## Activity
Wherever the string "soccer" shows up in the material below, copy that line.

## Information
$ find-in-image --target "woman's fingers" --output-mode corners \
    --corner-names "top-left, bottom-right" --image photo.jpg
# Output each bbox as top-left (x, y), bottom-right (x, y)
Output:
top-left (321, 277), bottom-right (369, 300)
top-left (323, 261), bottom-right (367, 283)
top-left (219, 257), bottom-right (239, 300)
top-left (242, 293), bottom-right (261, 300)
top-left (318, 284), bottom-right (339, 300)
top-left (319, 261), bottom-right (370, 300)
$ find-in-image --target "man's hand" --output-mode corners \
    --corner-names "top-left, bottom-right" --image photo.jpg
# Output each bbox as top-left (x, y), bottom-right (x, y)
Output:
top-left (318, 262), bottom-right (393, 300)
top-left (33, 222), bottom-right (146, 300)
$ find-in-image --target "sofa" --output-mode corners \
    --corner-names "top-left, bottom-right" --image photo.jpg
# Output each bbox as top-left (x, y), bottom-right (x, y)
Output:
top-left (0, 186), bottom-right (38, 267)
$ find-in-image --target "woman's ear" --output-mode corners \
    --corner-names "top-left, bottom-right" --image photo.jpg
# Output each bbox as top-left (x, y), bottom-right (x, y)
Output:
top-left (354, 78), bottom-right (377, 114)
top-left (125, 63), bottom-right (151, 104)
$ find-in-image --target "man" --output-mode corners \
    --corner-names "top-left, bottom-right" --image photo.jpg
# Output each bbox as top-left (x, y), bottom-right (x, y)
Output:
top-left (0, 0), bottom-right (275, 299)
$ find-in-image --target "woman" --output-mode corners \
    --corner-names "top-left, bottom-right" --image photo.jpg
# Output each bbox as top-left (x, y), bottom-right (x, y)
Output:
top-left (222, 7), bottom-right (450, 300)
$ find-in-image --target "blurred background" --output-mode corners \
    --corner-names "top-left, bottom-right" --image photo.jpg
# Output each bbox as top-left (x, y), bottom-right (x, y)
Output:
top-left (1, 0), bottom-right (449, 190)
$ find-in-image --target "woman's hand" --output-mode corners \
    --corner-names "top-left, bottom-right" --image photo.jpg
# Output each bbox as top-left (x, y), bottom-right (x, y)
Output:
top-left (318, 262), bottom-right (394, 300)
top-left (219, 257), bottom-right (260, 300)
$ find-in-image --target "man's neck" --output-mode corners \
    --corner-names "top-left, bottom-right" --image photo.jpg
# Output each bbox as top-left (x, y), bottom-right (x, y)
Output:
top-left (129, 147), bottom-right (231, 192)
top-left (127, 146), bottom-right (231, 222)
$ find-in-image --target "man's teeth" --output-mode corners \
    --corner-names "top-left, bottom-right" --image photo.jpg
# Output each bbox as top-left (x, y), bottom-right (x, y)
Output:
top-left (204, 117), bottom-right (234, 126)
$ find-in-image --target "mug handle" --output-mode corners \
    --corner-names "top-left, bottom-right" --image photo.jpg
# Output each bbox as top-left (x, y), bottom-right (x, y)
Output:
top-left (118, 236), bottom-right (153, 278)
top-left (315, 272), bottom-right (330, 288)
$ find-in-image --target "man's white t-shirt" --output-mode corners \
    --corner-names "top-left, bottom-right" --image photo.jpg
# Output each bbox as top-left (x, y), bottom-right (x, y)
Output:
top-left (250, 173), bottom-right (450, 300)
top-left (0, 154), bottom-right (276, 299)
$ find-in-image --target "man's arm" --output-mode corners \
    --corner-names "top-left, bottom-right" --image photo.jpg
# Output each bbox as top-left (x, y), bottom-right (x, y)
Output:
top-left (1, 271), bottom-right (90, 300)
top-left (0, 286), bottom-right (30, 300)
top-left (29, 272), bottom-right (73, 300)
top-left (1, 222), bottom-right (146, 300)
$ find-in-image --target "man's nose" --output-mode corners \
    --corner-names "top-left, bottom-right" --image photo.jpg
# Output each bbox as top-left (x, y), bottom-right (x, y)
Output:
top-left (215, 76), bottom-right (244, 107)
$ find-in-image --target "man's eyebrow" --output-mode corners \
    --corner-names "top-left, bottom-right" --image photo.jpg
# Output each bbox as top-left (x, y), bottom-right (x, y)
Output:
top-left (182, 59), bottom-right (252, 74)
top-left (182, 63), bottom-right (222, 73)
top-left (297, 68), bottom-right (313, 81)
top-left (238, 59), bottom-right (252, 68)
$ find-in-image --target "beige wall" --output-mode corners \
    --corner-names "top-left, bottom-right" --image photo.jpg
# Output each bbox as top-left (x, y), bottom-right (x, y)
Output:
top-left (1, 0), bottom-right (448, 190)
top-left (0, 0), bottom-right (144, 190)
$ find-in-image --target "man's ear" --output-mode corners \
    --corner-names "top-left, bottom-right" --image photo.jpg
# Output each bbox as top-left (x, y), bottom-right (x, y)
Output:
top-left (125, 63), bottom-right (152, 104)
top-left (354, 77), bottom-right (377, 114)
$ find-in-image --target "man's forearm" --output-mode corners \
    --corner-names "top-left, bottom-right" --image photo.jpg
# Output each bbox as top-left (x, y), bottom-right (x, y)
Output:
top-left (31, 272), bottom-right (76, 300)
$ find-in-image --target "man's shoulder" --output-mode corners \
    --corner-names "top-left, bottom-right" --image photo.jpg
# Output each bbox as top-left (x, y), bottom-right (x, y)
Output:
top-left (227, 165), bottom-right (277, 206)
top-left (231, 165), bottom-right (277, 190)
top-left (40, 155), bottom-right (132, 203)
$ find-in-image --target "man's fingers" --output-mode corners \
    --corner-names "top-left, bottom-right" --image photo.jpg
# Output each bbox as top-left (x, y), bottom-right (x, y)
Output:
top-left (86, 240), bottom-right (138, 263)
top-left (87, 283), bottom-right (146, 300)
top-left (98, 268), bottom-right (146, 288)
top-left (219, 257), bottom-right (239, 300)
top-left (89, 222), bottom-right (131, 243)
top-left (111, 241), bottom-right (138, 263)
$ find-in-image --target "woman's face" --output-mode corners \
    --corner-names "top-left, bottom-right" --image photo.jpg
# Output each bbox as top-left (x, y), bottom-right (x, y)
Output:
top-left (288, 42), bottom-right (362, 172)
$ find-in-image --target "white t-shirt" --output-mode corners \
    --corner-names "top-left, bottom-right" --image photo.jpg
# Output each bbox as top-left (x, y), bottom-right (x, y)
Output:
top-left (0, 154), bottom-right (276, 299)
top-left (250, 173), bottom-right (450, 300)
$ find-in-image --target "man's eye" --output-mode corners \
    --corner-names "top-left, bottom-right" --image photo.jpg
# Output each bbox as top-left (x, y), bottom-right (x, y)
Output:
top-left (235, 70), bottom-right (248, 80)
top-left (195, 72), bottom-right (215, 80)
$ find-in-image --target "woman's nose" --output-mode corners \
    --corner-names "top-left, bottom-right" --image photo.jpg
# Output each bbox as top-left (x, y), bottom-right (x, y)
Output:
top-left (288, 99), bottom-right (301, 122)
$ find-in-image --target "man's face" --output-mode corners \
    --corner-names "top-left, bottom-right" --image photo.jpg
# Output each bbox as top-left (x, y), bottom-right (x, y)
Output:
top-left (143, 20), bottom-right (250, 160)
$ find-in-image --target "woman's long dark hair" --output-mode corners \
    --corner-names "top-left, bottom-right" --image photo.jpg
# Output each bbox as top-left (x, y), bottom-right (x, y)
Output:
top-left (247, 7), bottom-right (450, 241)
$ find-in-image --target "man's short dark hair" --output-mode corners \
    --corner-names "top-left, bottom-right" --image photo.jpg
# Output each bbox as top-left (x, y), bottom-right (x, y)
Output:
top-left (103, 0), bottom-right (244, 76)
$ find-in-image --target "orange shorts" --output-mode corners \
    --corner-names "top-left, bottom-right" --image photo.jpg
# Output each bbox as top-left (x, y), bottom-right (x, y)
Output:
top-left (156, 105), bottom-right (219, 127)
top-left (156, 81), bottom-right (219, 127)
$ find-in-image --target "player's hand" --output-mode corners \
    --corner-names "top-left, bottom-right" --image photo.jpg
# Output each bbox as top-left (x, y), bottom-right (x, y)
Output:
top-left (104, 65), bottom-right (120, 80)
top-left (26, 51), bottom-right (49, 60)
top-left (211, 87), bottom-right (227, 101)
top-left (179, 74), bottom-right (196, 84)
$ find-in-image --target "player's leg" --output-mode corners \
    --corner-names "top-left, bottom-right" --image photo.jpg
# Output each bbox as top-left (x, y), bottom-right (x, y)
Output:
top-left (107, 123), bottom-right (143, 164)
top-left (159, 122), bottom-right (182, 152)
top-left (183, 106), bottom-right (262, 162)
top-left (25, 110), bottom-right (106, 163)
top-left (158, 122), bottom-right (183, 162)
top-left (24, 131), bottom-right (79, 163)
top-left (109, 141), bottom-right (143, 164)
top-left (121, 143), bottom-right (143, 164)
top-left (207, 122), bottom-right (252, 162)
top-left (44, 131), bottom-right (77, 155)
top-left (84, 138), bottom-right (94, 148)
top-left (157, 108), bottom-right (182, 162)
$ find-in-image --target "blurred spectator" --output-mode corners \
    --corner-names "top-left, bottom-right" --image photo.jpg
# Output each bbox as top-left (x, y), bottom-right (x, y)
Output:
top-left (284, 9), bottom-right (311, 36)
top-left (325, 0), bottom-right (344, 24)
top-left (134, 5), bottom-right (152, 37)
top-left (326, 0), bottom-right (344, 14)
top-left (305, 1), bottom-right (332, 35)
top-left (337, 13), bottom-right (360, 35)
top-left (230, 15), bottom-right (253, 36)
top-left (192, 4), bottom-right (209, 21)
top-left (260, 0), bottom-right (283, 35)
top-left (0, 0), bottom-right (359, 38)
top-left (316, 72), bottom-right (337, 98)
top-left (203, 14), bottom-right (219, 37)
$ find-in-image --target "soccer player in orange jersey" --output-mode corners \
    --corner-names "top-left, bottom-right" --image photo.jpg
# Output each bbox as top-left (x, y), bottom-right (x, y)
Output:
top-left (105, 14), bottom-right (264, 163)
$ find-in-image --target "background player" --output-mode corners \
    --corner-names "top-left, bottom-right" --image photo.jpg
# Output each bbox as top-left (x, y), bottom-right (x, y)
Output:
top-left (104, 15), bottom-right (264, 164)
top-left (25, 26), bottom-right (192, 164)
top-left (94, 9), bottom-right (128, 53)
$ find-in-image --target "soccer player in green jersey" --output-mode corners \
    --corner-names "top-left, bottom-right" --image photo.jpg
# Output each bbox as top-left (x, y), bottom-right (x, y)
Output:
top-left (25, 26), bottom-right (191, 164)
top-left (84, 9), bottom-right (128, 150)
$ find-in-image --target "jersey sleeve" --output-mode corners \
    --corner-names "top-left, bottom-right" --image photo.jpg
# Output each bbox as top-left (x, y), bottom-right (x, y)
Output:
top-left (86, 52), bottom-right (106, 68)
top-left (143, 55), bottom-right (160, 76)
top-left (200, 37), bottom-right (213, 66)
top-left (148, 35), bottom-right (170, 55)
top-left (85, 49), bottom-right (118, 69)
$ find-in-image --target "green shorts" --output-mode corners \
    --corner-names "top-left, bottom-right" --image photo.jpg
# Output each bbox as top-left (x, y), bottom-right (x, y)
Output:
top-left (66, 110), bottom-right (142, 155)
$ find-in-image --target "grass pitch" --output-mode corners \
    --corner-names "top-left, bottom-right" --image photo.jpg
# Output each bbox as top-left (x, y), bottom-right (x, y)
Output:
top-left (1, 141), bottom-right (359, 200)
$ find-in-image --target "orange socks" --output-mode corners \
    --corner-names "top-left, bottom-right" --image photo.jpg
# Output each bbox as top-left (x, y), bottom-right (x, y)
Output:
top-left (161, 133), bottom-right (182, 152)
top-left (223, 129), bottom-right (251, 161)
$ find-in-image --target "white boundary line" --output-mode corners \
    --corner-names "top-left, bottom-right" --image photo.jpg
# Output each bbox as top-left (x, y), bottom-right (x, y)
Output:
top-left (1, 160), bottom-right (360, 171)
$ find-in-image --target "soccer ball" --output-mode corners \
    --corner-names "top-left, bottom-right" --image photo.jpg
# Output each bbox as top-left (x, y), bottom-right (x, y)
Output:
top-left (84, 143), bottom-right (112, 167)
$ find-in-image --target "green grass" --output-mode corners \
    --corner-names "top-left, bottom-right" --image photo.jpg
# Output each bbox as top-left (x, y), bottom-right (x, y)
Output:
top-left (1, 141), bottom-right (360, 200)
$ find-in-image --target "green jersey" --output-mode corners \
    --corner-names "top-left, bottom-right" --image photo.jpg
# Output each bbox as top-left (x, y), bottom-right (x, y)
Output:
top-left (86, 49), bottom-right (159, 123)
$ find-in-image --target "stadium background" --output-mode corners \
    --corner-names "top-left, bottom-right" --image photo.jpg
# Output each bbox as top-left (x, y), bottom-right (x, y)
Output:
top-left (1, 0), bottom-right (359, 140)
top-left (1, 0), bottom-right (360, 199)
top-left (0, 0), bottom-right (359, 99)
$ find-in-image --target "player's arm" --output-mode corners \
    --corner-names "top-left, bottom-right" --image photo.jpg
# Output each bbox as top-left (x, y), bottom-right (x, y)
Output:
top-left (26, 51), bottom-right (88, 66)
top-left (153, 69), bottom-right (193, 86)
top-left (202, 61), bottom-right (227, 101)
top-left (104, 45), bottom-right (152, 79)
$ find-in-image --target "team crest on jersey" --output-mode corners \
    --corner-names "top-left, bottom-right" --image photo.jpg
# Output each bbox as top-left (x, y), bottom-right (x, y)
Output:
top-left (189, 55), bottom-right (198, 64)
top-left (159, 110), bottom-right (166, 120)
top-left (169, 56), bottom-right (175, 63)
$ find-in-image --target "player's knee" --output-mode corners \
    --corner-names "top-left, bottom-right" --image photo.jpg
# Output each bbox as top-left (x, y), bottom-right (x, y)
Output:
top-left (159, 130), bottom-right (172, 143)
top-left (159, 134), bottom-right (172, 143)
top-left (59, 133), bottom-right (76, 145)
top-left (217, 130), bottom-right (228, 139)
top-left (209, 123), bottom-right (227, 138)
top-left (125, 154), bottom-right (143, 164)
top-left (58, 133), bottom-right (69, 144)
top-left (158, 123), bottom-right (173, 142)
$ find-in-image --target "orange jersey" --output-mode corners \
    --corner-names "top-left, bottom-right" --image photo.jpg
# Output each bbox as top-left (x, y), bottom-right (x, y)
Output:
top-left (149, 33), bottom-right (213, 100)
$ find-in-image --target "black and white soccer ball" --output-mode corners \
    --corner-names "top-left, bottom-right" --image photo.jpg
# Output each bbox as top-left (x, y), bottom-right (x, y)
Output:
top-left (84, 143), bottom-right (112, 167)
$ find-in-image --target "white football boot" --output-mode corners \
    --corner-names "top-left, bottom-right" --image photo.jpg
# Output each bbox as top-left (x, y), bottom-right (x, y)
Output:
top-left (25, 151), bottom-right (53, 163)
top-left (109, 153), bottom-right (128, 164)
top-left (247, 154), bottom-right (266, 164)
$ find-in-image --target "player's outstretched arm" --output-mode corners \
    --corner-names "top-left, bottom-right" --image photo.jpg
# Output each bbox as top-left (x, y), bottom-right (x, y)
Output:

## Task output
$ find-in-image --target "soccer player in orange jersey" --output-mode corners \
$ find-in-image --target "soccer player in green jersey" --output-mode corners \
$ find-in-image --target "soccer ball" --output-mode corners \
$ find-in-image --target "black and white soccer ball" --output-mode corners \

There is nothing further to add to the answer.